■ Exercise data ■
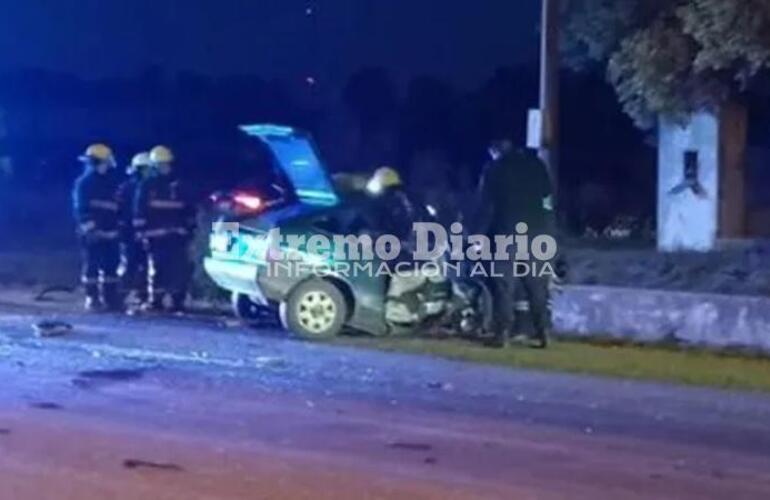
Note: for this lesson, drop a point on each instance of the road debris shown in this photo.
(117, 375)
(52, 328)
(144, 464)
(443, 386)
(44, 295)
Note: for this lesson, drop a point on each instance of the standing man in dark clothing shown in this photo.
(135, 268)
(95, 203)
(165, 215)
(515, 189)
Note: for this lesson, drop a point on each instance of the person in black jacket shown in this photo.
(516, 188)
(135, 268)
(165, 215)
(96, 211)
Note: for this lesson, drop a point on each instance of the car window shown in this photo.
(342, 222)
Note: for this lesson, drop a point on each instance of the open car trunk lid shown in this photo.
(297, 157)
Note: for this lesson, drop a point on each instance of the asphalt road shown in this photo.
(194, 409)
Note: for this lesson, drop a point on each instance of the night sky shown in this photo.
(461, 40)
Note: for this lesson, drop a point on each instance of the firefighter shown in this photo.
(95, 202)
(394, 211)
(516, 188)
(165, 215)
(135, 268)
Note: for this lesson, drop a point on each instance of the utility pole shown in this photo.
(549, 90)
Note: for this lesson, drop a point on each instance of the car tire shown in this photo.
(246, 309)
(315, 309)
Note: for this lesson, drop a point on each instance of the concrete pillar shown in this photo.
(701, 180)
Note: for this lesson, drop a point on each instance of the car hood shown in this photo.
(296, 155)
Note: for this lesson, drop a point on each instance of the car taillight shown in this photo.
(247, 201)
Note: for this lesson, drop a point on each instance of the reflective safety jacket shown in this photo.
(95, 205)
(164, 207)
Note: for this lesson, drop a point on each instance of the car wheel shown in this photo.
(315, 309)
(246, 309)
==
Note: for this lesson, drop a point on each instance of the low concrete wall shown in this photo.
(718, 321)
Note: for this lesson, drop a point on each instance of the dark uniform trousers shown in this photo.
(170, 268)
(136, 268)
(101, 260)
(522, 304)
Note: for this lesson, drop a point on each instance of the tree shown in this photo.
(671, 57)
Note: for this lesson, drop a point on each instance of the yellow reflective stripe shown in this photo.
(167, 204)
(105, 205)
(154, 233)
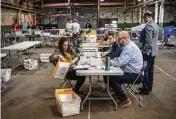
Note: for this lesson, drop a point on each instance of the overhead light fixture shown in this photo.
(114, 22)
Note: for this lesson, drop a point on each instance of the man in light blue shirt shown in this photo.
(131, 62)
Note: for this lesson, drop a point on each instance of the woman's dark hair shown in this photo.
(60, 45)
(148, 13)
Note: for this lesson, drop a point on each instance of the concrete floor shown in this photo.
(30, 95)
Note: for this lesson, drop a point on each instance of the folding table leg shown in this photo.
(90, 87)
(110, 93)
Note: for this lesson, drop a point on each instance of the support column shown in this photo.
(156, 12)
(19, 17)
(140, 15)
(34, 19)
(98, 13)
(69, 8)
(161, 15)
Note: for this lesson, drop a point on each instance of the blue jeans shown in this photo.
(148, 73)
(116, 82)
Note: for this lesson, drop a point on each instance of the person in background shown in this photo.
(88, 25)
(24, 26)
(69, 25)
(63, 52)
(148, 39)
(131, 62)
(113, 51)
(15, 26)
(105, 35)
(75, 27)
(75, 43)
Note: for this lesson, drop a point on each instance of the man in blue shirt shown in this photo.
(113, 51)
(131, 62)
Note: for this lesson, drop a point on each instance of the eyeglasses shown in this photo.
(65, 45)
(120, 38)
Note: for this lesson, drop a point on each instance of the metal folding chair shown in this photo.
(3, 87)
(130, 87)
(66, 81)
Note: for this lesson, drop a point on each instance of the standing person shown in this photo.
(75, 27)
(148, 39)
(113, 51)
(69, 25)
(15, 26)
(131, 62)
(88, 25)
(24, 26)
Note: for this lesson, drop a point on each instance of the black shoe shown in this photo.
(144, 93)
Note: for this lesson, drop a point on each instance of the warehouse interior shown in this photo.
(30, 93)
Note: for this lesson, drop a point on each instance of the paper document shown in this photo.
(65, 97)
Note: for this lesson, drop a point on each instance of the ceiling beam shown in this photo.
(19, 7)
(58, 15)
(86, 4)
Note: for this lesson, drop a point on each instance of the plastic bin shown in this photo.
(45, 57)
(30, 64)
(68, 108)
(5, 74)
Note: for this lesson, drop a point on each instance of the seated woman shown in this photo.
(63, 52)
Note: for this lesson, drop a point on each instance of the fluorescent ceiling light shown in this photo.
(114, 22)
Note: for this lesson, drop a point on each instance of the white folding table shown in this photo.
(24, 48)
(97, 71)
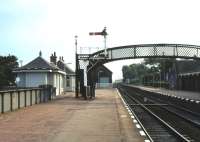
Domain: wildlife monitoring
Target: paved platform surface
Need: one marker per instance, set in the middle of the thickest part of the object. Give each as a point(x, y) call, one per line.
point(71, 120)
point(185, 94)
--
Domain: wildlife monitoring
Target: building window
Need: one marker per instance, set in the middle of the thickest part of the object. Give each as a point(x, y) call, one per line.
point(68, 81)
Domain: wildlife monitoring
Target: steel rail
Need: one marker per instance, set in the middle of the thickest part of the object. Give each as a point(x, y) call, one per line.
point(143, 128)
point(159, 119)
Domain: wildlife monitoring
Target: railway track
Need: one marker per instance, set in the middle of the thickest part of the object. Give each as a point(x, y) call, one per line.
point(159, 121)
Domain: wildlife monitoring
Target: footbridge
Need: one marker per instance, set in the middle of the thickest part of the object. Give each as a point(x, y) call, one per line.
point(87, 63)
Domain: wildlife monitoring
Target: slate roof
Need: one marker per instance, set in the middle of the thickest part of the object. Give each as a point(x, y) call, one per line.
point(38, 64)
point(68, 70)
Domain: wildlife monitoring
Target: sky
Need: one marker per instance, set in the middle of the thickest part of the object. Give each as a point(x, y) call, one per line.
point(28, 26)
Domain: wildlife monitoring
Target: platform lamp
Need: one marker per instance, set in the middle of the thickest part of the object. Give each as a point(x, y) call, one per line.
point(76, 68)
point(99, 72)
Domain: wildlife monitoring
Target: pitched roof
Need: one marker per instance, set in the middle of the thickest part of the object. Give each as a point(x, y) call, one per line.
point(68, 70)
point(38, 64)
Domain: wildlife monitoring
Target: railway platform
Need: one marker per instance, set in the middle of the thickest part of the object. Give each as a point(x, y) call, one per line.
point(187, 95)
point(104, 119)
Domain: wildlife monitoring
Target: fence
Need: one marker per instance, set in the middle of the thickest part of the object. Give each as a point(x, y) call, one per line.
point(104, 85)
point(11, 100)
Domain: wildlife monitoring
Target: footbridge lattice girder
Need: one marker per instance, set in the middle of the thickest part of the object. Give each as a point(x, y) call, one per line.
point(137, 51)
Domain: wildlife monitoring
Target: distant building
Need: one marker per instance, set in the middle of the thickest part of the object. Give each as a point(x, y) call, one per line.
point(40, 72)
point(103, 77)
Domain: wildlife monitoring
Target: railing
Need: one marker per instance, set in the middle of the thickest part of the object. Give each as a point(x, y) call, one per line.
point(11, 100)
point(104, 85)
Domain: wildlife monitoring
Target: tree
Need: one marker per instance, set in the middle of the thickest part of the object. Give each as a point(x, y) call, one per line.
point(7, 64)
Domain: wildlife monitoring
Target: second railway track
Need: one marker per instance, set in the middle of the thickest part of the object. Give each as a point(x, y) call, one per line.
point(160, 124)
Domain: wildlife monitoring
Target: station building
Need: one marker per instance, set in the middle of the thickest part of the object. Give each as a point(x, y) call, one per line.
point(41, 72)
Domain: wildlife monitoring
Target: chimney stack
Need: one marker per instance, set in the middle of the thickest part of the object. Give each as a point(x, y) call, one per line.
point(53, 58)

■ What the task asks ■
Using the material above, report each line where "track" occurs.

■ Written answer ■
Target: railway track
Target: second railway track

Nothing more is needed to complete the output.